Written problem: Please report every line in the records below that contains the word "panel". Case matters.

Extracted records
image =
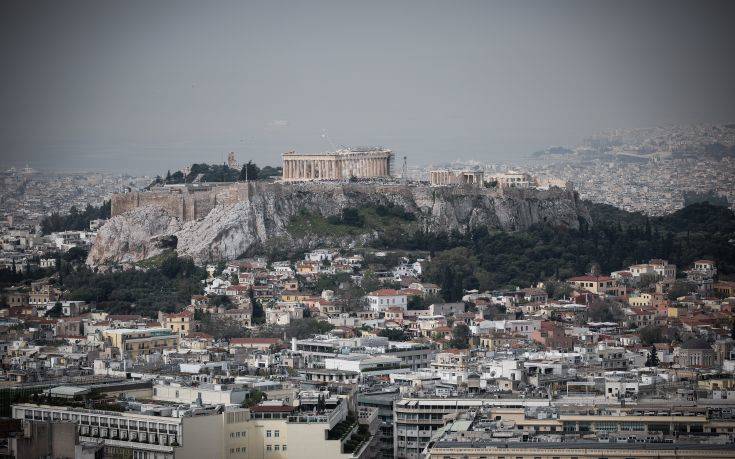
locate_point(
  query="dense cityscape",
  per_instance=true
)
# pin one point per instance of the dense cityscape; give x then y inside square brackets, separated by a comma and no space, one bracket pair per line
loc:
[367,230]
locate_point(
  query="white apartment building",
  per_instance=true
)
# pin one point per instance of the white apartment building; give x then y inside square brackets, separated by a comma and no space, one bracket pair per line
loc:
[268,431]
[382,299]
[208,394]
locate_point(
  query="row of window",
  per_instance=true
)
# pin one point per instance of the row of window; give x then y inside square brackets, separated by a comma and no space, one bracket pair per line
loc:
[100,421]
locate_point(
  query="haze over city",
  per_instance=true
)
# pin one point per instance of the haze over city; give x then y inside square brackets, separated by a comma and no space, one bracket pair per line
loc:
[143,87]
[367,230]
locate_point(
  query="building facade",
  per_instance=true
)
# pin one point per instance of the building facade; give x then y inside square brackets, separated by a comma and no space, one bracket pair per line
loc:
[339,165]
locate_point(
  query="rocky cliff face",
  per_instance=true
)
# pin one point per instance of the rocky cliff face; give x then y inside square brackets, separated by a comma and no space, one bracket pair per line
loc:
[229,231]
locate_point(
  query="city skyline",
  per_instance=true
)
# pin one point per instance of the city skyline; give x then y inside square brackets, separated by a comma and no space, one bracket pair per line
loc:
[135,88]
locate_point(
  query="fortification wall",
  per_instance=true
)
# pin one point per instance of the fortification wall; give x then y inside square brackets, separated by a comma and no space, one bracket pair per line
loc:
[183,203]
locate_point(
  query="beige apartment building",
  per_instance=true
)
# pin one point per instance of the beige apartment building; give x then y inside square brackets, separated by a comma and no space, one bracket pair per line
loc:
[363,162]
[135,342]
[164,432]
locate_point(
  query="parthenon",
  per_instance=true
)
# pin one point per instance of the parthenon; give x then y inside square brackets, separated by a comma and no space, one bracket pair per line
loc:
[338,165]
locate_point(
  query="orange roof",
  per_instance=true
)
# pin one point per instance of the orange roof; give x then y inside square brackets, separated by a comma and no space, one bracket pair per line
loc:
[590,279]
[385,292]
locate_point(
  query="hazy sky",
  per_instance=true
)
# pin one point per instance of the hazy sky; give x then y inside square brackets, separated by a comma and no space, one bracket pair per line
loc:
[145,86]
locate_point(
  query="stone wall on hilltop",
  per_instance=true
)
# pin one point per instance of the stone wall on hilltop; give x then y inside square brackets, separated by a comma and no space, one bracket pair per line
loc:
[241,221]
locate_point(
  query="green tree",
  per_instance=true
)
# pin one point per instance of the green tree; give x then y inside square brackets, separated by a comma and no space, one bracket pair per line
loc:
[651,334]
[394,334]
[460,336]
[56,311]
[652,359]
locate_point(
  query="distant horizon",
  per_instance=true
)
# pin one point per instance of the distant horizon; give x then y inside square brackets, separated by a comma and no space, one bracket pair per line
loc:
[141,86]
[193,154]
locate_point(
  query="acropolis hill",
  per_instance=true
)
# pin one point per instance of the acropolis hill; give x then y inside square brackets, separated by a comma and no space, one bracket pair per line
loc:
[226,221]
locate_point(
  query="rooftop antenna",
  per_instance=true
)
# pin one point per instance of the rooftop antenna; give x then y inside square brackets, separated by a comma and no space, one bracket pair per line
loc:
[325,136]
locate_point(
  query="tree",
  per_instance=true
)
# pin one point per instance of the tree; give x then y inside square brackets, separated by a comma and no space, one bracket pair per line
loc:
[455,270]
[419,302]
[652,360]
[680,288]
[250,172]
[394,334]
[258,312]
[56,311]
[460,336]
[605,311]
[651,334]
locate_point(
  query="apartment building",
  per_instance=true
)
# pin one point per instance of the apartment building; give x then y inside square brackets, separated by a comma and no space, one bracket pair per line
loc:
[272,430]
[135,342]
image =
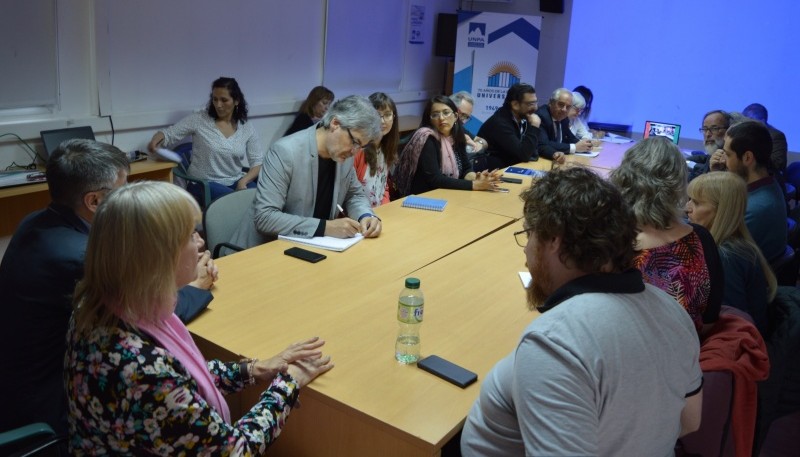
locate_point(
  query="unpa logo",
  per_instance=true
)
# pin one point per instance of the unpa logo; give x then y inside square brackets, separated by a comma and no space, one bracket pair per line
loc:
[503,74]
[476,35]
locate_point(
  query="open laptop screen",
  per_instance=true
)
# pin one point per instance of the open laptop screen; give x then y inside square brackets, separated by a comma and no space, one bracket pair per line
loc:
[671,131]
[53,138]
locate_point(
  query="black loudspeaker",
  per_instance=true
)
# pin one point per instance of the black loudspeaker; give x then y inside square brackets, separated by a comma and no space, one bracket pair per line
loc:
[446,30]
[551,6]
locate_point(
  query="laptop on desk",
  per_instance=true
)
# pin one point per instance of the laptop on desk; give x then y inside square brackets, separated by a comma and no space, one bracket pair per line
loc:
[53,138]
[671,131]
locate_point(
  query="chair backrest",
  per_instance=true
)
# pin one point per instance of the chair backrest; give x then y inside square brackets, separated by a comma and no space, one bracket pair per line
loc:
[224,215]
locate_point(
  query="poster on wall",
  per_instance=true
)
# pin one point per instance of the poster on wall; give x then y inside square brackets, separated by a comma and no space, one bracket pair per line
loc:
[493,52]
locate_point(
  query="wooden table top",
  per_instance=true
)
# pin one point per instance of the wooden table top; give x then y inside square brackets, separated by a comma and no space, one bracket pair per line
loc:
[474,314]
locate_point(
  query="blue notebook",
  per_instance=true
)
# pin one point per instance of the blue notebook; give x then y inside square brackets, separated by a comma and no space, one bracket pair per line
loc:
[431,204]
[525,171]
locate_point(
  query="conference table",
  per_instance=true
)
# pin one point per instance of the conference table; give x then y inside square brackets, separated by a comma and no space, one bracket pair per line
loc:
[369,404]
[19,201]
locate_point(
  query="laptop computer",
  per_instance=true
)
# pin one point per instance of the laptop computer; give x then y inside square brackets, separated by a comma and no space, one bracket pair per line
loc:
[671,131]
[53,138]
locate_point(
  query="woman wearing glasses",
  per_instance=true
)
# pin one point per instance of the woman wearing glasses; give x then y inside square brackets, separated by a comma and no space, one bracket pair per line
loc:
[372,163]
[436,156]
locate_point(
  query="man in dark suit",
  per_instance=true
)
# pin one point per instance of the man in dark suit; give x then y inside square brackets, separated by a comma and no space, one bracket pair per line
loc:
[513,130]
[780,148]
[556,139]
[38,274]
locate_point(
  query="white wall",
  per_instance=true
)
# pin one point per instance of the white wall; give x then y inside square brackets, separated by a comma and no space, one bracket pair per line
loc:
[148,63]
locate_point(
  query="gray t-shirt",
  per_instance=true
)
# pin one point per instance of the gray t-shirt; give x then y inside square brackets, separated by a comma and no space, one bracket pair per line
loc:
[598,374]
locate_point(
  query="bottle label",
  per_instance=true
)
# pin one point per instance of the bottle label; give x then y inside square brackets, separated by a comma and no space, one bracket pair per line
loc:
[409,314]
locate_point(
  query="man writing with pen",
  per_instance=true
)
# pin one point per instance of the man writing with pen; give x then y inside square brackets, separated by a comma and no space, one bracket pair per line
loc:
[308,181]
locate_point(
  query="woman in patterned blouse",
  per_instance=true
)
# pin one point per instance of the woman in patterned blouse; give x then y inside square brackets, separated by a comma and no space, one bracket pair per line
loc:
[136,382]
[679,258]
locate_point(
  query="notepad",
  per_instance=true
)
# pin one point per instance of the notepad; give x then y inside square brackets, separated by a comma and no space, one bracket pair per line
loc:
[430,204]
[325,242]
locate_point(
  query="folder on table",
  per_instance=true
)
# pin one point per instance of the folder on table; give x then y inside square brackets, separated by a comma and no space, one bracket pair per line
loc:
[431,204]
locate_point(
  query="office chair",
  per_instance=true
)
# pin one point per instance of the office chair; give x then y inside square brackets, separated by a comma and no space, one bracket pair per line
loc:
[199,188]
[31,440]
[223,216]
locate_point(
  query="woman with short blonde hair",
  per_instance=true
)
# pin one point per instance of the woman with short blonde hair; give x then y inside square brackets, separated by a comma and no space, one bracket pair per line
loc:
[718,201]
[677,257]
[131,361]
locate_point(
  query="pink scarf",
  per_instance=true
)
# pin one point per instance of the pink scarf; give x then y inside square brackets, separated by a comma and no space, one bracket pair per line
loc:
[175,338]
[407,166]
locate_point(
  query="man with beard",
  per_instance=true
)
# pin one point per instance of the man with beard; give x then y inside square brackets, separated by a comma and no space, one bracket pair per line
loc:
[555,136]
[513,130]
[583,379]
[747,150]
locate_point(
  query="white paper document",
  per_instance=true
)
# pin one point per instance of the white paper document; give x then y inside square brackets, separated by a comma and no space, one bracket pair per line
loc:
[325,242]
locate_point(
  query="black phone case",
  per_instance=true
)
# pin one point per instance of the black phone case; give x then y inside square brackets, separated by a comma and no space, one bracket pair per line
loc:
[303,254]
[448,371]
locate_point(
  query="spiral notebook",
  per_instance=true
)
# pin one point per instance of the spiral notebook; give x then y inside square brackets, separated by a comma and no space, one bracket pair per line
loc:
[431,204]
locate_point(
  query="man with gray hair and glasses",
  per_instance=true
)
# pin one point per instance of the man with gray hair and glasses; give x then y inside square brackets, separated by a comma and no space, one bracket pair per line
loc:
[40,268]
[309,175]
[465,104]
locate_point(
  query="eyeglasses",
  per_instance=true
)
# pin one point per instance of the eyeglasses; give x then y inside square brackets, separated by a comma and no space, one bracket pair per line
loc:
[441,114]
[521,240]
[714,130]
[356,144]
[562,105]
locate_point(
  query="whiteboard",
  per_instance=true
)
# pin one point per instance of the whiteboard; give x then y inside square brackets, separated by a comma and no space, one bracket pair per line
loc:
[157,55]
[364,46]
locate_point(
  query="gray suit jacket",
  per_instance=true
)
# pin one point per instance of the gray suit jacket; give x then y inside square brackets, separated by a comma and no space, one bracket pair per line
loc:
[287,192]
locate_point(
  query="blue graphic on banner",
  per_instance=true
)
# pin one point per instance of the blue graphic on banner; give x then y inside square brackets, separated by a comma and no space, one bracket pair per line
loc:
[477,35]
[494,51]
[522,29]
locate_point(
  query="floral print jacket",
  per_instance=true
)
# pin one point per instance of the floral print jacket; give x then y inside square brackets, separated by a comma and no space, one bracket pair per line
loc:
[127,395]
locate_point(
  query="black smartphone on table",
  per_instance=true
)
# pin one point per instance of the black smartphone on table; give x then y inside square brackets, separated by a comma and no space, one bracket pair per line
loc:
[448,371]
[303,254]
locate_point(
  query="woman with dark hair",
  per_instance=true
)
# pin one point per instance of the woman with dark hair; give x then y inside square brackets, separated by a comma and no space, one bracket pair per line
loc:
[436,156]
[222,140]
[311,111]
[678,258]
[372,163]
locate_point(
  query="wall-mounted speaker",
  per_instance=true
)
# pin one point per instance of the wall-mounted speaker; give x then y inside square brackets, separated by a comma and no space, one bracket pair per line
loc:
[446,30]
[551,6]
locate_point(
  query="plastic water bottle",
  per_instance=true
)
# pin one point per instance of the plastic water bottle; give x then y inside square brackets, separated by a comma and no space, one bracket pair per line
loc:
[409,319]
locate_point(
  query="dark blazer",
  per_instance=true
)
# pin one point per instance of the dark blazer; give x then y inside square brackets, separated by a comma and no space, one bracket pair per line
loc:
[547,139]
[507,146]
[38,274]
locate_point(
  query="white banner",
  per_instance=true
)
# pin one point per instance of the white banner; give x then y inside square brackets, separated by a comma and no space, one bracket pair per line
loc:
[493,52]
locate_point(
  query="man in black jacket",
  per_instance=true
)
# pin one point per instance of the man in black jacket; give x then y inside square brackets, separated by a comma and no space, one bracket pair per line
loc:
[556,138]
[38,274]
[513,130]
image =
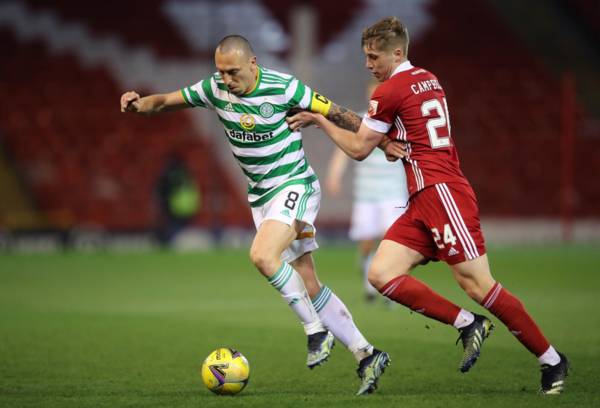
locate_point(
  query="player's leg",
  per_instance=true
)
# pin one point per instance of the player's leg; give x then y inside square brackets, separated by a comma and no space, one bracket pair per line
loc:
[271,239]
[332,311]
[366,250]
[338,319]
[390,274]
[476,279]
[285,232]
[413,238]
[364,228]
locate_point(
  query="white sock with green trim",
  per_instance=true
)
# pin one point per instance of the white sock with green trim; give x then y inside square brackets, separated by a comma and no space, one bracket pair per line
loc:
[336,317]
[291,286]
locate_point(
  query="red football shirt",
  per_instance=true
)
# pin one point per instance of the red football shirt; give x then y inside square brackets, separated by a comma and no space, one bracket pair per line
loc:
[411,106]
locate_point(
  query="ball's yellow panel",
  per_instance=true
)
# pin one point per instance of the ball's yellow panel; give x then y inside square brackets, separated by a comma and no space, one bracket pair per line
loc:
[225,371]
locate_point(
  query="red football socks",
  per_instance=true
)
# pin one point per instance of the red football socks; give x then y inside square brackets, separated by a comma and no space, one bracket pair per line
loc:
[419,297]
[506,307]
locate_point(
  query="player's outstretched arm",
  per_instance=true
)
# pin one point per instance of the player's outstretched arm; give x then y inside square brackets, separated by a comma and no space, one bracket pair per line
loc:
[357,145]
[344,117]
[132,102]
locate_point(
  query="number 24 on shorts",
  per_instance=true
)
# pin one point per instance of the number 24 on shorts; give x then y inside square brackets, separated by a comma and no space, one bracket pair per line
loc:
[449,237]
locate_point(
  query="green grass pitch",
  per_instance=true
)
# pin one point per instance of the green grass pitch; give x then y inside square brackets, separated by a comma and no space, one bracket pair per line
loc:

Answer in full:
  query="ball's yellow panel",
# pin one point per instance of the ball's yellow panel; give x then y inside square brackets, separated by a comma and no space, one bracket pair per line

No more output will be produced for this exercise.